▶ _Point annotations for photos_

__________

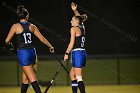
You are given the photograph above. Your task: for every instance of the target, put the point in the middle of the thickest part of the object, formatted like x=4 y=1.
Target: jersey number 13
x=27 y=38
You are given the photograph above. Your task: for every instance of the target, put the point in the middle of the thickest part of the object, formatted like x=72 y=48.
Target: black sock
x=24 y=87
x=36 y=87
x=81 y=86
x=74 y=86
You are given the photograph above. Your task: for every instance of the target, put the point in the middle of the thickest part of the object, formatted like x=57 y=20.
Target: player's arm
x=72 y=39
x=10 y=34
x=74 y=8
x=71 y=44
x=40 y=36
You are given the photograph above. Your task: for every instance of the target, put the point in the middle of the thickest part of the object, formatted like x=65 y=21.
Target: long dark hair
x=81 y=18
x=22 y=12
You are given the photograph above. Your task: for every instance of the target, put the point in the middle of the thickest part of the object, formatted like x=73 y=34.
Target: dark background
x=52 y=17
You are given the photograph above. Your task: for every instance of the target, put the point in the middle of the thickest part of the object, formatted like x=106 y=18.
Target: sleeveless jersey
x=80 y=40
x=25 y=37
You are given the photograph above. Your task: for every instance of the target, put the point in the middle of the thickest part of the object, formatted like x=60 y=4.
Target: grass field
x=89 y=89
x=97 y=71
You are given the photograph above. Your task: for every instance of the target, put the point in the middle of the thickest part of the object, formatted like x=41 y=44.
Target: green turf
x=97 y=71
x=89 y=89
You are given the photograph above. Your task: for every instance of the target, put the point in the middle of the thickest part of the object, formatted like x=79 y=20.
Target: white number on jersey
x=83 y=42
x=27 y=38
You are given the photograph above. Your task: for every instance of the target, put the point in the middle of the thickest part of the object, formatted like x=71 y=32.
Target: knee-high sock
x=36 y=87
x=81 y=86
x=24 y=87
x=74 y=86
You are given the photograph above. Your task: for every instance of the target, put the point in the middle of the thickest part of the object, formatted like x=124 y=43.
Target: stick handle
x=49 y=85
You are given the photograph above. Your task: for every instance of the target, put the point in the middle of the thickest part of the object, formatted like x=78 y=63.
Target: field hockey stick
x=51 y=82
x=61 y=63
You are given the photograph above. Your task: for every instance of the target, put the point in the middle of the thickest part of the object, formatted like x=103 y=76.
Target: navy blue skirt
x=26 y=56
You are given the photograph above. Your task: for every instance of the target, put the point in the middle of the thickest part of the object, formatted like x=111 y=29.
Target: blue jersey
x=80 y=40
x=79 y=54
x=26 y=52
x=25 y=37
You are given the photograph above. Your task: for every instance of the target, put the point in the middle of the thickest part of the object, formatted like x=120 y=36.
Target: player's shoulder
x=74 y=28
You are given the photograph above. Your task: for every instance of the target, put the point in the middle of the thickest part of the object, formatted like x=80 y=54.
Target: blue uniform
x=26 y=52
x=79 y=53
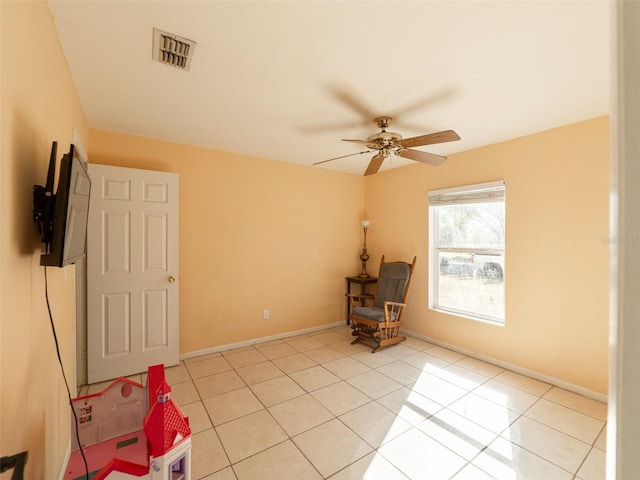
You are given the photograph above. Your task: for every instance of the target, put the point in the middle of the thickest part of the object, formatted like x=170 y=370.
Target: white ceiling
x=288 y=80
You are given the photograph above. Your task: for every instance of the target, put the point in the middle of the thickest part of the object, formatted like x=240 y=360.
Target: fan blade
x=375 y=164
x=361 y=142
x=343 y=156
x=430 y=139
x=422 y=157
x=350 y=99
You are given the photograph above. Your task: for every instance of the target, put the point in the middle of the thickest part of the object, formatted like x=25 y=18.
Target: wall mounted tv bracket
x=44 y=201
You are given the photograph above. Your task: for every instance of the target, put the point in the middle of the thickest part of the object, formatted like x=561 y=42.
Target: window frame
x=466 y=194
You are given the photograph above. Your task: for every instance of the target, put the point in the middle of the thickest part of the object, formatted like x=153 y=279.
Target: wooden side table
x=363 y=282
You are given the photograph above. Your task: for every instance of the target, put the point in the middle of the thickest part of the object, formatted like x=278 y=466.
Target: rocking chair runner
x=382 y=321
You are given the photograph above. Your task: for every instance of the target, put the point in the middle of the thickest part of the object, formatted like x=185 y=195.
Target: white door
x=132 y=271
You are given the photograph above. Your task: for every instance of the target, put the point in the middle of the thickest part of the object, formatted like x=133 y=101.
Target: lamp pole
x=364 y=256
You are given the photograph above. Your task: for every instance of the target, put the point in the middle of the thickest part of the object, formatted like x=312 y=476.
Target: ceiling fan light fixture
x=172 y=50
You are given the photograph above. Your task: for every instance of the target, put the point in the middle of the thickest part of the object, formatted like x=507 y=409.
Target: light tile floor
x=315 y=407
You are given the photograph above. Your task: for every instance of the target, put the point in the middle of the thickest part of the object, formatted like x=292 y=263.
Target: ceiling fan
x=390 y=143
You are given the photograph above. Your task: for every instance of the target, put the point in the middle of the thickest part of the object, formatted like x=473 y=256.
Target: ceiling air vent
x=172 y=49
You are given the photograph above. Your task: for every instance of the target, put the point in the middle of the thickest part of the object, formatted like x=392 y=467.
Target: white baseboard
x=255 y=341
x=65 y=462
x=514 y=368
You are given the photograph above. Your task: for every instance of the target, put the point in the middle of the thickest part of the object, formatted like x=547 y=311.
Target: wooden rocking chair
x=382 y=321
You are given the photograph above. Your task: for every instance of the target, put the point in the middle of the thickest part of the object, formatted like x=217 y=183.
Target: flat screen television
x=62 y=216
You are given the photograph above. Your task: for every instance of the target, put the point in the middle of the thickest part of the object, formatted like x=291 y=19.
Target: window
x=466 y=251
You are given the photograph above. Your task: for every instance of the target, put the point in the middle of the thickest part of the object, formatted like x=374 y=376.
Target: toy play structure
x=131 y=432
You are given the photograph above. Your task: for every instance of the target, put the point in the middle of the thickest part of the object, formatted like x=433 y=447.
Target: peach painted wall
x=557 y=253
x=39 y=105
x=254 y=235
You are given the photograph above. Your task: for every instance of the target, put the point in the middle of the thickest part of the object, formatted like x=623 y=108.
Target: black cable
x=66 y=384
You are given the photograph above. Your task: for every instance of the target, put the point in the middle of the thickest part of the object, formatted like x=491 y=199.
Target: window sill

__________

▶ _Given instruction_
Output every line of the listing above as a numbered list, skipping blank lines and omitting the pictures.

▶ _Completed exercise_
1. You are given the photograph above. Your task: for every instance of the target, put the point in the middle of the thickest part of the object, formatted like x=4 y=1.
2. Target: jersey number 13
3. x=27 y=38
4. You are given the photograph above. Your task: for every instance of the target, put the point in the middle of the thickest part of the object, formatted like x=72 y=48.
5. Target: black sock
6. x=24 y=87
7. x=36 y=87
8. x=81 y=86
9. x=74 y=86
10. You are given the photograph above. Your task: for every instance of the target, put the point in the middle of the thickest part of the object, formatted like x=57 y=20.
11. Target: player's arm
12. x=72 y=39
13. x=10 y=34
14. x=74 y=8
15. x=71 y=44
16. x=40 y=36
17. You are given the photograph above. Your task: for every instance of the target, put the point in the middle of the thickest part of the object, formatted like x=65 y=21.
18. Target: long dark hair
19. x=81 y=18
20. x=22 y=12
21. You are given the photograph above. Your task: for every instance of the target, put the point in the middle of the thickest part of the object, formatted like x=73 y=34.
22. Target: dark background
23. x=52 y=17
24. You are given the photograph above. Your task: for every instance of the target, put the point in the middle of the thickest part of the object, formatted like x=106 y=18.
25. Target: sleeveless jersey
26. x=80 y=40
27. x=25 y=37
28. You are given the photograph above. Your task: for every instance of the target, put the point in the middle of the thickest part of the object, formatted like x=60 y=4.
29. Target: grass field
30. x=89 y=89
31. x=97 y=71
32. You are given the photograph above. Your task: for every instance of the target, put the point in the middle of the thickest part of the object, formatted like x=41 y=44.
33. Target: green turf
34. x=97 y=71
35. x=89 y=89
36. You are given the photograph above. Your task: for every instance of the target, put the point in the middle of the thickest part of the object, formatted like x=79 y=20.
37. Target: white number on jersey
38. x=83 y=42
39. x=27 y=38
40. You are given the photograph above. Your task: for every instance of the target, put the point in the middle of the thickest part of the object, formatted like x=71 y=32.
41. Target: knee-high sock
42. x=36 y=87
43. x=81 y=86
44. x=24 y=87
45. x=74 y=86
46. You are given the photograph above. Your task: for every instance of the target, put the point in the middle of the thickest part of the object, formatted like x=124 y=43.
47. Target: stick handle
48. x=49 y=85
49. You are given the photograph above. Your task: for every instance of the target, put the point in the middle of the thickest part of the object, formatted like x=78 y=63.
50. Target: field hockey stick
51. x=51 y=82
52. x=61 y=63
53. You are given the photograph above. Your task: for every instance of the target, put the point in the middle of the thickest part of the object, formatted like x=103 y=76.
54. Target: navy blue skirt
55. x=26 y=56
56. You are given the photograph above. Your task: for every instance of the target, put the point in the middle of the thickest part of the object, formatted like x=111 y=29.
57. Target: blue jersey
58. x=80 y=40
59. x=79 y=54
60. x=26 y=52
61. x=25 y=37
62. You are given the photograph above. Your task: for every instance of the target, put the point in the middle of the thickest part of the object, formatted like x=120 y=36.
63. Target: player's shoulder
64. x=74 y=28
65. You are given the photograph above. Your task: for every instance of the target, put the point in the middle of the thickest part of the object, formatted like x=80 y=54.
66. Target: blue uniform
67. x=26 y=52
68. x=79 y=53
69. You are given the photograph above. Your task: for every instance of the target, put the point in the middle of the thickest part of the object, formatted like x=170 y=370.
70. Target: white ceiling
71. x=288 y=80
72. You are given the photograph above. Your task: for every instance of the target, put the point in the middle of the thickest part of the object, formatted like x=240 y=360.
73. Target: fan blade
74. x=375 y=164
75. x=361 y=142
76. x=343 y=156
77. x=430 y=139
78. x=422 y=157
79. x=350 y=99
80. You are given the photograph above. Your task: for every instance of the target, put the point in the middle of the thickest part of the object, formatted like x=25 y=18.
81. Target: wall mounted tv bracket
82. x=44 y=201
83. You are given the photograph above. Your task: for every instance of the target, put the point in the middle of the thickest part of the object, formatted like x=561 y=42.
84. Target: window frame
85. x=466 y=194
86. You are given the photograph above. Your task: for every instance of the target, put the point in the middle of the thickest part of the object, formatted like x=153 y=279.
87. Target: wooden side table
88. x=363 y=282
89. You are given the photograph above. Your task: for every instance of the target, put the point in the middle of the thickest part of the object, formatted like x=278 y=466.
90. Target: rocking chair runner
91. x=382 y=321
92. You are given the photograph above. Your task: for every instance of the target, put the point in the middle of the thickest part of the object, formatted like x=185 y=195.
93. Target: white door
94. x=132 y=271
95. You are given the photograph above. Your task: for every instance of the target, put the point in the middle of the thickest part of the object, formatted like x=133 y=101.
96. Target: lamp pole
97. x=364 y=256
98. You are given the photograph above. Your task: for every instance of the target, put the point in the middle of the thickest part of the object, formatted like x=312 y=476.
99. Target: ceiling fan light fixture
100. x=172 y=50
101. You are given the photograph above. Your task: for every instance of the target, put the point in the middle of the thickest part of the object, formatted like x=507 y=409.
102. Target: light tile floor
103. x=315 y=407
104. You are given the photograph above. Your task: for every instance of the target, put the point in the middle of the thickest part of the object, formatted like x=292 y=263.
105. Target: ceiling fan
106. x=390 y=143
107. You are given the photograph above. Your task: for every instance of the target, put the point in the middle of the thickest part of the object, formatted like x=473 y=256.
108. Target: ceiling air vent
109. x=172 y=49
110. You are given the photograph above. Your task: for every instance of the target, put the point in the middle of the thickest part of the object, formatted like x=392 y=467.
111. Target: white baseboard
112. x=255 y=341
113. x=65 y=462
114. x=514 y=368
115. You are given the photograph above. Your task: for every instance of the target, put the point in the middle of the thickest part of the object, formatted like x=547 y=311.
116. Target: wooden rocking chair
117. x=382 y=321
118. You are given the photograph above. Your task: for every instance of the target, put the point in the middle of the thickest part of the object, formatted like x=217 y=183.
119. Target: flat screen television
120. x=62 y=216
121. You are given the photograph above. Your task: for every instance of the target, put the point in the middle of the thickest part of the object, formatted like x=291 y=19.
122. Target: window
123. x=466 y=251
124. You are given the photograph above. Your task: for every instance of the target, put the point in the middle of the thickest part of the object, formatted like x=374 y=376.
125. Target: toy play structure
126. x=131 y=432
127. You are given the photograph above. Your task: for every instance of the target, put the point in the middle of the thickest part of the object, formatted like x=433 y=447.
128. Target: peach painted wall
129. x=557 y=253
130. x=39 y=105
131. x=254 y=235
132. You are given the photograph above. Your task: for every instance of the target, put the point in the middle of the thickest part of the object, formatted like x=623 y=108.
133. Target: black cable
134. x=66 y=384
135. You are given the photograph above. Your task: for every instance of the target, put the point in the middle of the thickest part of the object, formatted like x=491 y=199.
136. Target: window sill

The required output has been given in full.